:: Metin Bölümü ::
^^^^^^^^^^^^^^^^
Hanna MAPTUNOĞLU, Merkez Komite üyesi idi. Orta-Doğu’da, 4 yoldaşımızın, Filistin Kurtuluş örgütü (FKÖ) tarafından öldürüldüğü Filistinlilerin kendi aralarındaki çatışmalara, yoldaşlarımızın Suriye yanlısı El-Saki örgütü saflarında FKÖ’ ye karşı çatışmalarda yer almasına karşı çıktığı için, Muhabarat ajanı Mihrac URAL’ın talimatı ile TRABLUS’ta Ali FUAT ÇİLER’in kardeşi MUZAFFER ÇİLER ve Şerif (BEŞİR KANMAZ) tarafından TUTUKLANARAK HAPSEDİLDİ.

Günay KARACA, örgütümüzün Kayseri il Sorumlusu ve İstanbul İl komitesi üyesi idi. 1979 operasyonunda yakalandı, bir süre hapis yattı ve tahliye edildikten sonra Orta-Doğu’ya, Suriye’ye çıktı. Suriye’de örgütten ayrıldı ve Türkiye’ye dönmek istedi. Mihrac URAL, Günay KARACA’nın Türkiye’ye dönme kararından rahatsızlık duydu ve Günay’ı Türkiye’ye götürmekle görevlendirilen ERTAN’a, ‘’ bu adam karanlık bir adamdır, sınırı geçirdikten sonra kafasına bir kurşun sık’’ talimatını ulaştırdı. Mihrac URAL’ın yakın akrabası ERTAN, Günay KARACA’ya olan sempatisi nedeniyle bu görevi yerine getirmedi ve kendisine verilen bu talimatı Günay KARACA yoldaşa anlattı. ERTAN bu olayı Paris’te tüm teferruatları ile bana da anlattı.
^^^^^^^^^^^^^^^^
:: Ham Veri ::

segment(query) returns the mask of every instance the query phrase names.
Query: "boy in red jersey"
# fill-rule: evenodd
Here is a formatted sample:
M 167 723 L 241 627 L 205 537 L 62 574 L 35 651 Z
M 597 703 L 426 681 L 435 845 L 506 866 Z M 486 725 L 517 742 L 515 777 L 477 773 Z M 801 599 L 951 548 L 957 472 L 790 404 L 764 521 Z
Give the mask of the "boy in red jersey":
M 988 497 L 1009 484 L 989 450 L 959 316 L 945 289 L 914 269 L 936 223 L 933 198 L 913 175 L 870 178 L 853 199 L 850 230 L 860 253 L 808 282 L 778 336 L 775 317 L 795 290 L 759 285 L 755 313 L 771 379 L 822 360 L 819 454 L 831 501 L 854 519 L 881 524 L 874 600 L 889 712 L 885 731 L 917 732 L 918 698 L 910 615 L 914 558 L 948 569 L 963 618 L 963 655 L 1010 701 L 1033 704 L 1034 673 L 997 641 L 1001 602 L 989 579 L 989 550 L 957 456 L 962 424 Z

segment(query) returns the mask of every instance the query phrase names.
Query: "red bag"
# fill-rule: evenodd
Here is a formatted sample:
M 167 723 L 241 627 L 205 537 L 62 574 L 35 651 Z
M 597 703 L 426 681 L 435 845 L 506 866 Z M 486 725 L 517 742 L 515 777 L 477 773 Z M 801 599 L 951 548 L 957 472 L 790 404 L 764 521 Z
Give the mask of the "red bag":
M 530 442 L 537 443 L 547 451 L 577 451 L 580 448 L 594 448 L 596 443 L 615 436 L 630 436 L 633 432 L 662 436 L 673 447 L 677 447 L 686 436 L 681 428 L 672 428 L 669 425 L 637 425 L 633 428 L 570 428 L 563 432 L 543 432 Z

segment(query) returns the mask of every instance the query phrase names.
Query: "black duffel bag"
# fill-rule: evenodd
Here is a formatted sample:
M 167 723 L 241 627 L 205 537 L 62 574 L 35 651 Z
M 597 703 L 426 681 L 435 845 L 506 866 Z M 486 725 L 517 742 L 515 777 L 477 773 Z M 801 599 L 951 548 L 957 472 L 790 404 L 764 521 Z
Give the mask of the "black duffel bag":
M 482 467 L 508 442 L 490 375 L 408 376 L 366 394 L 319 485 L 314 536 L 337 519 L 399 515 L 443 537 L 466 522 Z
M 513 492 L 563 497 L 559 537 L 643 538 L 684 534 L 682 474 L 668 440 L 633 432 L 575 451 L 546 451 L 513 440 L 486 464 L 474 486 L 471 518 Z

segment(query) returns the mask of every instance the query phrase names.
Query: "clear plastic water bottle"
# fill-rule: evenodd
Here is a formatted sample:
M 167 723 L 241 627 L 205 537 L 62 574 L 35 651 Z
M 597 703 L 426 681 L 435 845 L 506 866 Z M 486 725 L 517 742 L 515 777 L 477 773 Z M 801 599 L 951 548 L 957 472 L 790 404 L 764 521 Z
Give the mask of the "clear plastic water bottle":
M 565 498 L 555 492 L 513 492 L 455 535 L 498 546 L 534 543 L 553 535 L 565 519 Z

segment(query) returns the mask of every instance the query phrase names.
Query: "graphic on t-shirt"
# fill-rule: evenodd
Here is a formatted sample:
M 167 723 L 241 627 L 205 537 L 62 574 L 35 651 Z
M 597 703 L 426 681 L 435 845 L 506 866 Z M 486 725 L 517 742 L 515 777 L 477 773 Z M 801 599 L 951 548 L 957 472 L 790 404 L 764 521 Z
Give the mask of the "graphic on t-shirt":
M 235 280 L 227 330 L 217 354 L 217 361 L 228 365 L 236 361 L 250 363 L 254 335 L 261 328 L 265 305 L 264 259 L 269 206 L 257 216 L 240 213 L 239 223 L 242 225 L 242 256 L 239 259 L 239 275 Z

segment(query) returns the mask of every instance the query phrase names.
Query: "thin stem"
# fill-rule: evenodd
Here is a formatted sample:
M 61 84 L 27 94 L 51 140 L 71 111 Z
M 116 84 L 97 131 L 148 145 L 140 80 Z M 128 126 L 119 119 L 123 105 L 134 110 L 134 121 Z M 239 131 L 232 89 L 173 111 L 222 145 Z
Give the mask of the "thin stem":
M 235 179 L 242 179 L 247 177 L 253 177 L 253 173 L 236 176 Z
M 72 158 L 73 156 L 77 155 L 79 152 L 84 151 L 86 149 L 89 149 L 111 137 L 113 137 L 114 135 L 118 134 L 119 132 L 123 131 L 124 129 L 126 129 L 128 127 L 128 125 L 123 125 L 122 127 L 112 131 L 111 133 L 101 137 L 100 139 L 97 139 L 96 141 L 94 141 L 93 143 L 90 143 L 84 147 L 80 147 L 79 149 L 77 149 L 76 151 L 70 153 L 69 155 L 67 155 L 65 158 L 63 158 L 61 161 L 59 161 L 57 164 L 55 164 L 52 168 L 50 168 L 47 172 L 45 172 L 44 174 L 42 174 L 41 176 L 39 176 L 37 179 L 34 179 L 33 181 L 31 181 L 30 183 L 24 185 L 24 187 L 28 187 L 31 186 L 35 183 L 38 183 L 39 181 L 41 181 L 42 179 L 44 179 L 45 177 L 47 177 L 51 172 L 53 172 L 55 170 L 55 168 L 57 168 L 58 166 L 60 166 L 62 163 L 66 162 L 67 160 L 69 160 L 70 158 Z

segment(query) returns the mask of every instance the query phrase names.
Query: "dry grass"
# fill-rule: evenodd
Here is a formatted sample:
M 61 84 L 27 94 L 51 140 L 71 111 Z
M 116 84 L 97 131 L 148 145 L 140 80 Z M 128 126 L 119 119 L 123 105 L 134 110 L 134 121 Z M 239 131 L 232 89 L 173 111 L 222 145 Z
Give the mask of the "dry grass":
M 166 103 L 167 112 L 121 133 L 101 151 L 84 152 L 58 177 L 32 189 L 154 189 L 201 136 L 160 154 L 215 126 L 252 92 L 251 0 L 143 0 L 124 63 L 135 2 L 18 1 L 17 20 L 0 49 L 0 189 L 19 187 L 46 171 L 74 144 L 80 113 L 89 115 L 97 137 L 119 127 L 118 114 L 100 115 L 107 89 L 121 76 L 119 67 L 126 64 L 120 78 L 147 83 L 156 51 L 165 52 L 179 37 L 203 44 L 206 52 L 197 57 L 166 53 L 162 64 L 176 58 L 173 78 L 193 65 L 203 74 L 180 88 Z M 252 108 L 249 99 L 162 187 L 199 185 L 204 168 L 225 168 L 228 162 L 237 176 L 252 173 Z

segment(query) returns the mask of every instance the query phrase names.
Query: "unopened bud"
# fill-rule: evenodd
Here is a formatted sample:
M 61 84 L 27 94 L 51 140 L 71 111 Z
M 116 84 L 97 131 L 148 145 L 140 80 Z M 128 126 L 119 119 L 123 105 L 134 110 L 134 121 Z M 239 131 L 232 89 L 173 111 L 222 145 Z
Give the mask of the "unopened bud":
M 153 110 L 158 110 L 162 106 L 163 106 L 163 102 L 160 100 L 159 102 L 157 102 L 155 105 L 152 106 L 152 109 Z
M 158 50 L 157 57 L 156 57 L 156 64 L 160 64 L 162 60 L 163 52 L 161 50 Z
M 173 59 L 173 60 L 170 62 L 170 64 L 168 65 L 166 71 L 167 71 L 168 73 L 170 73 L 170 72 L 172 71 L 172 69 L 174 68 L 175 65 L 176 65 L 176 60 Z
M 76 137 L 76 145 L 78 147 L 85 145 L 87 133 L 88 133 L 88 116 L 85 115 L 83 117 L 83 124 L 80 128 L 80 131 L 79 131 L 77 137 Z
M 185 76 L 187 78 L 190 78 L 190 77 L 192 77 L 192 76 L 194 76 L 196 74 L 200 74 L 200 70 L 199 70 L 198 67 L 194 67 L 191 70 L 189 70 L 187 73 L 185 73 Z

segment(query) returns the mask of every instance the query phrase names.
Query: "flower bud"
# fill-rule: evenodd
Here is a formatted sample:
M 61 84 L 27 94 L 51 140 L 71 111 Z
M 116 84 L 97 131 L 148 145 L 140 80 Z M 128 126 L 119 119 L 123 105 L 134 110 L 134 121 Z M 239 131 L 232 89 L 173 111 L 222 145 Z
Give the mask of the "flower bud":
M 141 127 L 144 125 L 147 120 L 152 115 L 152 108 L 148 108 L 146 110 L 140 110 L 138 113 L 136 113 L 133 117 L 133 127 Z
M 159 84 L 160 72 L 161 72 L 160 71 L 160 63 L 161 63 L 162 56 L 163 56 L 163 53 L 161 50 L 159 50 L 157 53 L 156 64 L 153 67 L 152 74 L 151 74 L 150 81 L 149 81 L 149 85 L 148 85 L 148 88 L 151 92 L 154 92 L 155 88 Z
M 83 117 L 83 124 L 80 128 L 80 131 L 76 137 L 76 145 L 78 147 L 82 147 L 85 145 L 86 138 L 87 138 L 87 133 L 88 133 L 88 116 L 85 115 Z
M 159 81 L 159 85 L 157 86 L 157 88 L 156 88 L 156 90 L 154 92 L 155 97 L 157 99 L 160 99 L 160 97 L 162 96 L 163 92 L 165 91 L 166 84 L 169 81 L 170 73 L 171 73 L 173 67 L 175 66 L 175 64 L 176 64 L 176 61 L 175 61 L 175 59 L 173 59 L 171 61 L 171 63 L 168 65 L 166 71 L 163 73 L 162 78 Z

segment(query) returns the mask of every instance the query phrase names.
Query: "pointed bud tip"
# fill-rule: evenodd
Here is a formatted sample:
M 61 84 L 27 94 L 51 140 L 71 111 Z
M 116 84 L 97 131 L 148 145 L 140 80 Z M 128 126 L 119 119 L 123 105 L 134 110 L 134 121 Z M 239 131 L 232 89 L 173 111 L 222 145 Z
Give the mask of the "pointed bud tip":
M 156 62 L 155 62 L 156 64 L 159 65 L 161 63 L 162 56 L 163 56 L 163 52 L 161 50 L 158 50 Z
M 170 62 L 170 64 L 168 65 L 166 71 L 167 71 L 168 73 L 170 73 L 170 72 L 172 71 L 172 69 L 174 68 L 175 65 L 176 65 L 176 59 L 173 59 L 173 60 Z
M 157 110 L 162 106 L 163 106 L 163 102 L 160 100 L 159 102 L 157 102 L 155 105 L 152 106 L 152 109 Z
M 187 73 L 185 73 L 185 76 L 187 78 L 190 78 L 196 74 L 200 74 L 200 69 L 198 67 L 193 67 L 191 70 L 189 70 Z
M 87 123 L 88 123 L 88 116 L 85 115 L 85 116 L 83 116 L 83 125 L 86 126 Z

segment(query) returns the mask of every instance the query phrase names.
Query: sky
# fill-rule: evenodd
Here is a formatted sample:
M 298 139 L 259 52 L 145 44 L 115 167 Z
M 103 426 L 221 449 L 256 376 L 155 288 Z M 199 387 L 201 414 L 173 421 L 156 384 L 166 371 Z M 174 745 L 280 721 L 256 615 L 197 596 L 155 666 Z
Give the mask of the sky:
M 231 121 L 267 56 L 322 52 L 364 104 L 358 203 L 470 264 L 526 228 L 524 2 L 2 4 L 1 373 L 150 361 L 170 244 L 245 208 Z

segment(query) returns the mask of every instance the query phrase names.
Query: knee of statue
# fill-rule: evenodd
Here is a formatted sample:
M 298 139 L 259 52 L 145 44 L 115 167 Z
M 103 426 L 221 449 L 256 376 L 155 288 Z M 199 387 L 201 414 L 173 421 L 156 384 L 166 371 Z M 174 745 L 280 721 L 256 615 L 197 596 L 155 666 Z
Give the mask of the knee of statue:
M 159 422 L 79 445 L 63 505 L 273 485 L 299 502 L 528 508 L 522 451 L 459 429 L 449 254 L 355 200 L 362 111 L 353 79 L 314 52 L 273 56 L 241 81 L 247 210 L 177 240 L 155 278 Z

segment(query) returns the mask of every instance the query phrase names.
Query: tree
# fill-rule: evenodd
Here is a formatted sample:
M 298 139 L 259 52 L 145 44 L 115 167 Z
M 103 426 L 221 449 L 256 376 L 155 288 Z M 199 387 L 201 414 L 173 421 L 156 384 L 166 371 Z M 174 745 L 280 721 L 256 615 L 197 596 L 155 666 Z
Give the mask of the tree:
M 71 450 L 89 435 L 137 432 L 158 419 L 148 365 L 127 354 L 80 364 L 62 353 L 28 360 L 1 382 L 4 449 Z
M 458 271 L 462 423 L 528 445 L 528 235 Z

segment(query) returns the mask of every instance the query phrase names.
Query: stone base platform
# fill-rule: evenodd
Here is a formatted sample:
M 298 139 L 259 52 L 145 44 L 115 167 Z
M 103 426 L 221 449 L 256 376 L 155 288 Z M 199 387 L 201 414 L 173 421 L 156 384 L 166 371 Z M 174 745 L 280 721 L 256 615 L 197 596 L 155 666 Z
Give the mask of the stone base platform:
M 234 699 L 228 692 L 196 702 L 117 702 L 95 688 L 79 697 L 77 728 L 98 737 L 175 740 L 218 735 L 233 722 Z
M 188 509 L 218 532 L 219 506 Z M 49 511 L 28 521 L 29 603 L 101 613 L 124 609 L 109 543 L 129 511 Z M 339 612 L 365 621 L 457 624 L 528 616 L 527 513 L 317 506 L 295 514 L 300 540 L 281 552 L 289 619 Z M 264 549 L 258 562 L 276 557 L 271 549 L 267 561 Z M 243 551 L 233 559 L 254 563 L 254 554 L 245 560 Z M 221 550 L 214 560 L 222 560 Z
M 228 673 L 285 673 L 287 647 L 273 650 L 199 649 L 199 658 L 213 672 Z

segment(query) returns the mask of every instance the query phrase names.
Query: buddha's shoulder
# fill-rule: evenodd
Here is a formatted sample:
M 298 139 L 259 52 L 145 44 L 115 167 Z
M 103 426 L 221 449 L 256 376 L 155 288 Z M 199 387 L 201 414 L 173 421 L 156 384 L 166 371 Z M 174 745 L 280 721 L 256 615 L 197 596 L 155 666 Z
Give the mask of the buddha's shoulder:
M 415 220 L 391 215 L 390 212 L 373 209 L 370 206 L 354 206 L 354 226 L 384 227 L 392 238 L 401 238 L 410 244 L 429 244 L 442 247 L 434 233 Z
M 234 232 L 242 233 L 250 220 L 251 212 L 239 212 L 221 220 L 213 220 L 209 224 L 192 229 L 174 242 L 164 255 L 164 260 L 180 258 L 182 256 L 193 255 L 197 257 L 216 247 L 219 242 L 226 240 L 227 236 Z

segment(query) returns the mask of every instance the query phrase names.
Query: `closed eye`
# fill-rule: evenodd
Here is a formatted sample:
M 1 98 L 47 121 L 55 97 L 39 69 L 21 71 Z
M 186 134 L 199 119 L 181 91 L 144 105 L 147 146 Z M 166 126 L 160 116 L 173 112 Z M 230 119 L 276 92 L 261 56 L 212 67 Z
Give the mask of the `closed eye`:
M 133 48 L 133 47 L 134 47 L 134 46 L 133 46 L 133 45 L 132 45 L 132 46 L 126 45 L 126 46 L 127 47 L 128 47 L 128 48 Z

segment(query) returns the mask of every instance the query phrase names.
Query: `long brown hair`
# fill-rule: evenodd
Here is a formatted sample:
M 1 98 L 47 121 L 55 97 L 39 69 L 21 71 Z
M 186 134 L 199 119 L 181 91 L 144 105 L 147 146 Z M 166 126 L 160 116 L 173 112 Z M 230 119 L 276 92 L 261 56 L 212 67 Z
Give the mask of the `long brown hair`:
^^^^^^^^^^^^^^^^
:: Yapılacaklar ::
1. Metin bölümünde geçen bütün yer adlarını, her birini bir kez ve metindeki sırasıyla yazın.
2. Hanna Maptunoğlu ile Günay Karaca'yı anlatan metni kaldığı yerden sürdürün.

:: Görev Sonuçları ::
1. Orta-Doğu, Trablus, Kayseri, İstanbul, Suriye, Türkiye, Paris

2.
Mehmet KOÇ, Acilciler örgütümüzün, en eski kadrolarındaydı. İlker Akman, H.Basri ve Yusuf Ziya yoldaşların, Malatya Beylerdere’sinde katledildiği operasyon sonunda yakalandı, hapis yattı çıktı ve Orta-Doğuya geçti. FKÖ çiftliğinde sorumluydu. 12 eylül döneminden hemen sonra, Suriye’ye gelen devrimcilere kapısını açtı. Onların tüm imkanlarını yarattığı olanaklarla  karşılamaya çalıştı. Avrupa’ya çıktıktan sonra Mihrac Ural’ın devrimci olmadığını ileri sürerek muhalefet etti. Mihrac Ural, Mehmet KOÇ’u Adana Milli istihbarat teşkilati(MİT)e  ‘’Merkez komite üyesi’’dir  diye ihbar etti.

Mehmet KOÇ’un ‘’ihbar’’ edildiğini öğrendikten sonra Mihrac Ural hakkında yazdı ve açıklama, yoldaşımız vefat etmeden önce bu sitede yayınlanmıştır..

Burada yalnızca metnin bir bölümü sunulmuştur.